伊坂幸太郎『グラスホッパー』あらすじと感想!「殺し屋シリーズ第1弾」映画版も

 

今回ご紹介する一冊は、

伊坂 幸太郎

『グラスホッパー』

です。

「殺し屋シリーズ」の第一弾の本作は、

2008年の本屋大賞を始め、

これまで様々な賞を受賞してきた著者自身が、

「今まで書いた小説のなかで一番達成感があった」

と評する作品です。

それもそのはず、2004年に出版された後、

2008年に漫画化、そして2015年に映画化と、

その評価は著者自身だけのものではないことは、

言わずもがなです。

「鈴木」「鯨」「蝉」という三人の中心人物が、

交互に語り手を務め、

それぞれの視点で物語が進んでいく形式

が目新しくとても面白いです。
=-=-=-=-=
* 指示 1
上記の提示文を、一字一句違えずに全文打ち直すこと。
=-=-=-=-=
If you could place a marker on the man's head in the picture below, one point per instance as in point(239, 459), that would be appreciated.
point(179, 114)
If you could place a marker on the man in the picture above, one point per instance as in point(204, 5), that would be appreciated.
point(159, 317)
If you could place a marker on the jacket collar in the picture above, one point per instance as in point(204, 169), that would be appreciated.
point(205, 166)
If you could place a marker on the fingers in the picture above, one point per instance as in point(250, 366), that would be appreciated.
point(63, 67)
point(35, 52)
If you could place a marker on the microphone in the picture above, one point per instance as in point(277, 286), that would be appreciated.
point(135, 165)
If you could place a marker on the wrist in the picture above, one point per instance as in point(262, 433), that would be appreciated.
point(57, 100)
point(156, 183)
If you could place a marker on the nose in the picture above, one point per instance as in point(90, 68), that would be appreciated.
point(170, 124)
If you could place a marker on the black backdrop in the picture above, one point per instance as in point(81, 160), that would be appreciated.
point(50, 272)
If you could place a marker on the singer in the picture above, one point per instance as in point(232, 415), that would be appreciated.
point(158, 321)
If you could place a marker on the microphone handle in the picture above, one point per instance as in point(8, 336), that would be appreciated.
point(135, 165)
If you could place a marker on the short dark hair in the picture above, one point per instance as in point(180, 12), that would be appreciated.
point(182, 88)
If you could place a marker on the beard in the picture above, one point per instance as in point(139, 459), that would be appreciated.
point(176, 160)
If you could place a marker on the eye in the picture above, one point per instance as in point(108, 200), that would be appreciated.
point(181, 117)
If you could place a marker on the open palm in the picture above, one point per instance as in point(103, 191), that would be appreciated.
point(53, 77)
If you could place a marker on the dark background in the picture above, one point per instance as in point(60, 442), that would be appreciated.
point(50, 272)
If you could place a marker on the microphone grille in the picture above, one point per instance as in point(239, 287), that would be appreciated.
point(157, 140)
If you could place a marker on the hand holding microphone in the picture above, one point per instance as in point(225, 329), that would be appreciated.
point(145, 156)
=-=-=-=-=
* 指示 2
上記のエントリから、文字列「dark」を含む行をすべて抜き出し、そのまま示すこと。

* 解答 1
伊坂幸太郎『グラスホッパー』あらすじと感想!「殺し屋シリーズ第1弾」映画版も

 

今回ご紹介する一冊は、

伊坂 幸太郎

『グラスホッパー』

です。

「殺し屋シリーズ」の第一弾の本作は、

2008年の本屋大賞を始め、

これまで様々な賞を受賞してきた著者自身が、

「今まで書いた小説のなかで一番達成感があった」

と評する作品です。

それもそのはず、2004年に出版された後、

2008年に漫画化、そして2015年に映画化と、

その評価は著者自身だけのものではないことは、

言わずもがなです。

「鈴木」「鯨」「蝉」という三人の中心人物が、

交互に語り手を務め、

それぞれの視点で物語が進んでいく形式

が目新しくとても面白いです。

* 解答 2
If you could place a marker on the short dark hair in the picture above, one point per instance as in point(180, 12), that would be appreciated.
If you could place a marker on the dark background in the picture above, one point per instance as in point(60, 442), that would be appreciated.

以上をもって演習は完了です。